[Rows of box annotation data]
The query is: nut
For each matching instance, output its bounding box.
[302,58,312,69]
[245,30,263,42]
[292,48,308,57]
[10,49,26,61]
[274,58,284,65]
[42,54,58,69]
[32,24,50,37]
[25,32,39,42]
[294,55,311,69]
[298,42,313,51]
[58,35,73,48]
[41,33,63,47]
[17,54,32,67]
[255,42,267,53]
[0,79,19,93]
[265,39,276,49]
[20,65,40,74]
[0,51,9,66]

» **Set task**
Retype the items above line for line, with no changes.

» **Correct output**
The query is: nut
For each matching instance, output its bounding box.
[302,58,312,69]
[245,30,263,42]
[292,48,308,57]
[10,49,26,61]
[274,58,284,65]
[42,54,58,69]
[32,24,50,37]
[25,32,39,42]
[294,55,311,69]
[298,42,313,51]
[58,35,73,48]
[41,33,63,47]
[17,54,32,67]
[255,42,267,53]
[0,79,19,93]
[265,39,276,49]
[20,65,40,74]
[0,51,9,66]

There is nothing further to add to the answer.